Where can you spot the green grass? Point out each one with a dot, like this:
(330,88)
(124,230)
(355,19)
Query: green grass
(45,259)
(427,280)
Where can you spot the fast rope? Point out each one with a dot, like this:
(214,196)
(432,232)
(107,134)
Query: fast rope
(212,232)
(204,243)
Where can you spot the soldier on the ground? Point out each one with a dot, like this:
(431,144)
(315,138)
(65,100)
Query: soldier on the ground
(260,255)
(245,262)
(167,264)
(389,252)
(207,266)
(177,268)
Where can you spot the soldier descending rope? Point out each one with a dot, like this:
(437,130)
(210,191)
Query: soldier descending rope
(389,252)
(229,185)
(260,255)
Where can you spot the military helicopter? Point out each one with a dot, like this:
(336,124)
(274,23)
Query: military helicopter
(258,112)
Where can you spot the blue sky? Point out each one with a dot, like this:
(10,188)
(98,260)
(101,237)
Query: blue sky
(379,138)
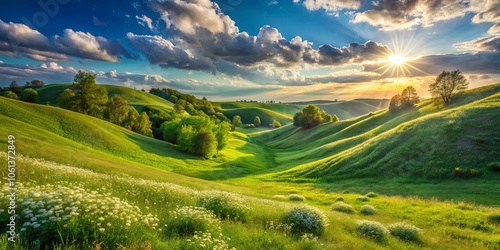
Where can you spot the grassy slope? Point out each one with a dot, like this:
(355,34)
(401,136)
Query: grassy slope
(49,94)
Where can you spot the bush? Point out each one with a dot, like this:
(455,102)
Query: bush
(405,232)
(296,197)
(494,219)
(225,205)
(494,166)
(185,221)
(362,198)
(373,230)
(306,219)
(342,207)
(367,210)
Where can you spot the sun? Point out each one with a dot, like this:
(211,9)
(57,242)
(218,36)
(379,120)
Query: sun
(396,59)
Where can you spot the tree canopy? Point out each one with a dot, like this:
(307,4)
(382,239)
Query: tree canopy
(311,116)
(448,84)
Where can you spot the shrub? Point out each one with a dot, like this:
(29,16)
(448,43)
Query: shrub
(342,207)
(367,210)
(223,204)
(362,198)
(185,221)
(405,232)
(296,197)
(373,230)
(494,219)
(494,166)
(306,219)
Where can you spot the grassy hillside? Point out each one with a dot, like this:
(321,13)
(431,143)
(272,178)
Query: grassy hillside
(132,177)
(427,141)
(136,98)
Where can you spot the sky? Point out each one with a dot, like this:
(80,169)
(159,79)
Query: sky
(226,50)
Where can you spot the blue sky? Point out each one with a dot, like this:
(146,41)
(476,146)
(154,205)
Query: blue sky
(284,50)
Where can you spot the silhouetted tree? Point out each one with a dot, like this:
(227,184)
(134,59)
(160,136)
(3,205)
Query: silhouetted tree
(447,84)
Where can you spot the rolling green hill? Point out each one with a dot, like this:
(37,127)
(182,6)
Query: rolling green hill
(136,98)
(427,141)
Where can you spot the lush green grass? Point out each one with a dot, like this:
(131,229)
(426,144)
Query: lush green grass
(136,98)
(260,170)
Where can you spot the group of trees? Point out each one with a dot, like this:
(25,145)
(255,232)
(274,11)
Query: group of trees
(88,98)
(311,116)
(407,98)
(26,93)
(199,135)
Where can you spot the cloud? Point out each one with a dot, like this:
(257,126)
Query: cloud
(145,21)
(391,15)
(477,63)
(19,39)
(333,6)
(98,22)
(491,44)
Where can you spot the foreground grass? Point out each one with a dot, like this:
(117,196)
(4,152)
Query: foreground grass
(452,225)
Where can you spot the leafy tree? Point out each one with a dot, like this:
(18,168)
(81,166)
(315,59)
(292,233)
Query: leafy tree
(29,95)
(205,144)
(185,140)
(14,87)
(395,102)
(67,100)
(409,96)
(222,134)
(143,125)
(10,94)
(256,121)
(90,98)
(236,122)
(447,84)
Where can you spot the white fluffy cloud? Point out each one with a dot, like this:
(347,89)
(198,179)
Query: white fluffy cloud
(19,39)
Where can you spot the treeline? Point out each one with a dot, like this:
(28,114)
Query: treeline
(311,116)
(88,98)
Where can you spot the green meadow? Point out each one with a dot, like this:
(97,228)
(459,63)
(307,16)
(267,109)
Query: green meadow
(374,180)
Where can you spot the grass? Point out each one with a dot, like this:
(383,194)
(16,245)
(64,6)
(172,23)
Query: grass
(258,171)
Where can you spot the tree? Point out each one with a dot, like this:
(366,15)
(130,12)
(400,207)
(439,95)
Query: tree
(118,109)
(409,96)
(256,121)
(311,116)
(205,144)
(143,125)
(236,122)
(90,98)
(447,84)
(10,94)
(67,100)
(395,102)
(37,83)
(14,87)
(29,95)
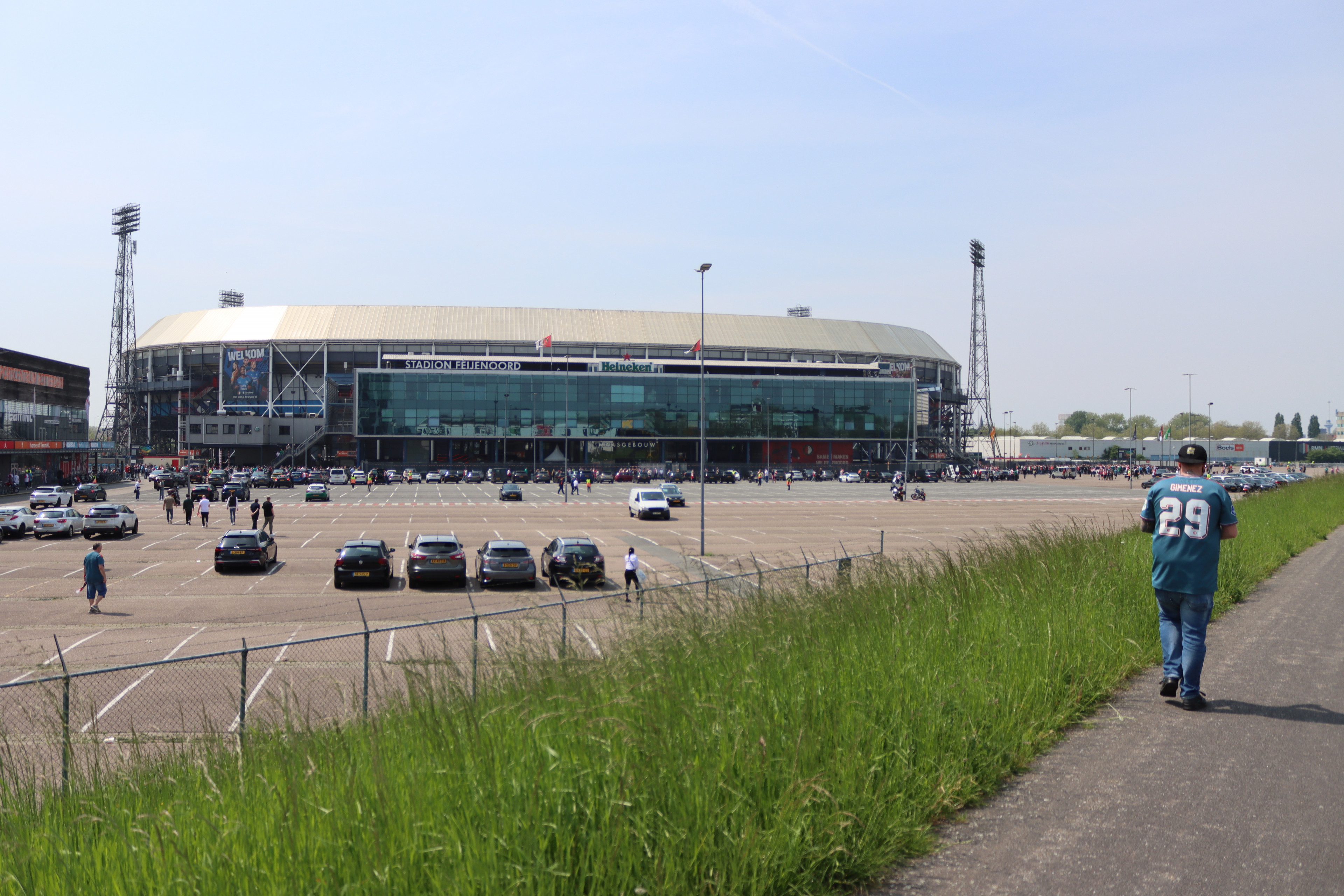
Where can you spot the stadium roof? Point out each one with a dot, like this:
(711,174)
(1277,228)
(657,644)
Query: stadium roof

———

Aim: Repeat the data in full and exactly. Omit pictures.

Output for this task:
Where can you spot the green grass? Point out each one with a dot, like this:
(330,88)
(124,230)
(355,19)
Query: green grass
(45,259)
(427,280)
Where can you spot the fast rope? Point out each one with a dot, like this:
(214,196)
(432,232)
(107,134)
Query: fast rope
(212,232)
(204,243)
Where can you spot the soldier on the ground? Point out each one with a dot, like this:
(431,144)
(315,138)
(65,100)
Query: soldier on the ground
(260,255)
(245,262)
(167,264)
(389,252)
(207,266)
(177,268)
Where can you spot the soldier descending rope? Point out each one with a dot, like this:
(437,130)
(210,191)
Query: soldier descending rope
(389,252)
(229,185)
(260,255)
Where can you spot the military helicopter? Point out each one with a dot, like this:
(336,124)
(274,23)
Query: military helicopter
(258,112)
Where can you spot the blue sky? Point out each one with a dot, like this:
(10,188)
(98,260)
(101,237)
Query: blue sky
(379,138)
Where can you spot the grassy slope? Point out each one with a dot, like this:
(355,34)
(401,136)
Query: grassy slope
(49,94)
Where can you spot the bush? Point out each one with a dot, like this:
(455,102)
Query: bush
(405,232)
(296,197)
(494,219)
(225,205)
(494,166)
(185,221)
(362,198)
(373,230)
(306,219)
(342,207)
(367,210)
Where can you spot the sun? Point out each one with a dot, like this:
(211,9)
(57,242)
(218,36)
(379,120)
Query: sun
(396,59)
Where can you spot the tree canopy? Point out each one with a dot, like this:
(307,4)
(382,239)
Query: tree canopy
(311,116)
(448,84)
Where can you spot the shrub? Point out each one with a dot, like this:
(29,16)
(448,43)
Query: shrub
(342,207)
(367,210)
(223,204)
(362,198)
(185,221)
(405,232)
(296,197)
(373,230)
(494,219)
(494,166)
(306,219)
Where can you spot the grassy hillside? Point out each one with a dot, like this:
(321,13)
(431,143)
(272,178)
Query: grassy hillside
(132,177)
(427,141)
(136,98)
Where can you spot the sky? Point out each one with a dot, like this:
(80,169)
(159,79)
Query: sky
(226,50)
Where can you spot the blue sky? Point out each one with a dot, like this:
(146,41)
(476,146)
(154,205)
Query: blue sky
(284,50)
Where can you spot the silhouetted tree? Point out each one with a dot, like this:
(227,184)
(134,59)
(160,136)
(3,205)
Query: silhouetted tree
(447,84)
Where can you spot the rolling green hill? Point out each one with a dot, like this:
(37,127)
(182,6)
Query: rolling green hill
(136,98)
(427,141)
Where can you spot the lush green grass? Point out each one with a dot, like this:
(131,229)
(426,144)
Query: lush green grass
(136,98)
(260,170)
Where can you spot the group of trees? Point out each one with a dot, like this:
(25,145)
(255,232)
(274,11)
Query: group of trees
(88,98)
(311,116)
(407,98)
(26,93)
(199,135)
Where can you spot the cloud? Point out each one with a dot, like this:
(257,126)
Query: cloud
(145,21)
(391,15)
(477,63)
(19,39)
(333,6)
(98,22)
(491,44)
Where can you spot the foreground grass? Point out each one with a dot, like this:
(117,196)
(4,152)
Query: foreground grass
(452,225)
Where can you spot the leafy tree? Point out each one with a dot, like this:
(18,168)
(81,166)
(315,59)
(292,233)
Query: leafy tree
(29,95)
(205,144)
(185,140)
(14,87)
(395,102)
(67,100)
(409,96)
(222,134)
(143,125)
(10,94)
(256,121)
(90,98)
(236,122)
(447,84)
Where can you spot the white fluffy cloud? Point out each one with a dot, like this:
(347,89)
(198,179)
Query: white fluffy cloud
(19,39)
Where can you spot the treeline? Point out each one with a dot, like this:
(28,114)
Query: treeline
(311,116)
(88,98)
Where can you spot the green meadow? Point out each one with a dot, like this:
(97,228)
(459,63)
(307,16)
(267,109)
Query: green meadow
(374,180)
Where can you spot the grass? Point out each one with a dot, like this:
(383,194)
(16,245)
(64,6)
(172,23)
Query: grass
(258,171)
Where can you spot the tree? Point out each one with a dot, like this:
(366,15)
(130,12)
(400,207)
(439,95)
Query: tree
(118,109)
(409,96)
(256,121)
(311,116)
(205,144)
(143,125)
(236,122)
(90,98)
(447,84)
(10,94)
(67,100)
(395,102)
(37,83)
(14,87)
(29,95)
Where can you spot the stadium roof? Point out each one with a dot, like this:
(711,174)
(1277,228)
(657,644)
Query: stadium roof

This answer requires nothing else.